SUPPLIED RECORDS —
────────────────
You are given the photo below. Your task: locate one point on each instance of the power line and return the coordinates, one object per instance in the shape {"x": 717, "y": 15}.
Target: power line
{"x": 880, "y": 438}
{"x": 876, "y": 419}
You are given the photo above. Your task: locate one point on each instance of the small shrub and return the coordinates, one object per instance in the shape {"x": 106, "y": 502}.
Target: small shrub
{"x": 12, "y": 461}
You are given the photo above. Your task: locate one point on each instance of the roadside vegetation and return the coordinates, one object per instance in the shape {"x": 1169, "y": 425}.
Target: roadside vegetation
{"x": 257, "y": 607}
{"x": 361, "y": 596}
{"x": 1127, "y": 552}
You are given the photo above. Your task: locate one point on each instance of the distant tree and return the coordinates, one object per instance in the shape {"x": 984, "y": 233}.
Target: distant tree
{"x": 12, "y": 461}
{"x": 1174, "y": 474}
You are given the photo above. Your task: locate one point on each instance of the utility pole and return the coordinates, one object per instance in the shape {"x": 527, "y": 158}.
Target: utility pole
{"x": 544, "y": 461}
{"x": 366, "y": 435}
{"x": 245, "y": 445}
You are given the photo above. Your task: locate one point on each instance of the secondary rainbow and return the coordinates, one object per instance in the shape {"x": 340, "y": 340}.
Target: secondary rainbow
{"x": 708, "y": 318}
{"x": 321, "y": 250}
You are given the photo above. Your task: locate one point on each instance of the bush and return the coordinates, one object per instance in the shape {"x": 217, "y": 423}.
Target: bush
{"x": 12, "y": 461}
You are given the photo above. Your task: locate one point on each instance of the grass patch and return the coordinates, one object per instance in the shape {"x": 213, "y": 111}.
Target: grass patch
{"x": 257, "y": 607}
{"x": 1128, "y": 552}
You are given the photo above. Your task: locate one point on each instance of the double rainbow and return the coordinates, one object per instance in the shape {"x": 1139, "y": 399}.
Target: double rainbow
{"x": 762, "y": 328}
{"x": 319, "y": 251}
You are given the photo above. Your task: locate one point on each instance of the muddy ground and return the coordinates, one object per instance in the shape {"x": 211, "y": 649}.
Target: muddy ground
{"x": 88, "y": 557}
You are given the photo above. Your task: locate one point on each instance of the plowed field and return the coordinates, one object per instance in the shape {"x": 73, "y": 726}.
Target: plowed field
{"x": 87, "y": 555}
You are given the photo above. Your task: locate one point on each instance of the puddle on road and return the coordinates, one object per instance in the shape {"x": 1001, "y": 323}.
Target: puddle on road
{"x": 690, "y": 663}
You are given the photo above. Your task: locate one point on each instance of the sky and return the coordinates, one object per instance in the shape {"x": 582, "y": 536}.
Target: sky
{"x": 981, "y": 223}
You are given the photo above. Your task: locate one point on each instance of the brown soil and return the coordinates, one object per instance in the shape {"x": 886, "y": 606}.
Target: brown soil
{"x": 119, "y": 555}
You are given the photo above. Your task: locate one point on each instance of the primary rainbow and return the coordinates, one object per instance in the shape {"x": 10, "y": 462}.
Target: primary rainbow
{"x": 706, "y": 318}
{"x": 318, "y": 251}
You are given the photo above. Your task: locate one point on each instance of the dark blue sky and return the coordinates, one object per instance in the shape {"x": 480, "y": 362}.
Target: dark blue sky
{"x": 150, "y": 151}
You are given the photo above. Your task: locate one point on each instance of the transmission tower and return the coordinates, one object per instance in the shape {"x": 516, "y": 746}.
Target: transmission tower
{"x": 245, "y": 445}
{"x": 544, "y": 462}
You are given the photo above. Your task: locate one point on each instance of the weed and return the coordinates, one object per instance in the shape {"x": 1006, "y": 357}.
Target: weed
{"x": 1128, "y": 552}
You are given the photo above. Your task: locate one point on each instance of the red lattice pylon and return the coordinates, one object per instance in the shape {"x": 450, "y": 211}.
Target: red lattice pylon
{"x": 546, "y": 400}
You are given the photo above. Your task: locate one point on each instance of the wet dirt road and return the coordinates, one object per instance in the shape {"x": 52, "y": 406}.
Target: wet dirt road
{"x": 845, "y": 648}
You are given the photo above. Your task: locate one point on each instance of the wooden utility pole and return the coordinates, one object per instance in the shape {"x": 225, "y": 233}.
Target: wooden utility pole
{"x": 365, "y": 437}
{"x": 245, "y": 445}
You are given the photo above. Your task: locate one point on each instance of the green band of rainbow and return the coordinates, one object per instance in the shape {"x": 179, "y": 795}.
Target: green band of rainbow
────────────────
INSTRUCTIONS TO FOLLOW —
Your job is to copy out every line from the records above that has the word "band".

RESPONSE BOX —
You are given the photo above. Your task: locate one point on each instance of the green band of rainbow and return the coordinates, one object per instance in the shape {"x": 179, "y": 795}.
Target: green band of rainbow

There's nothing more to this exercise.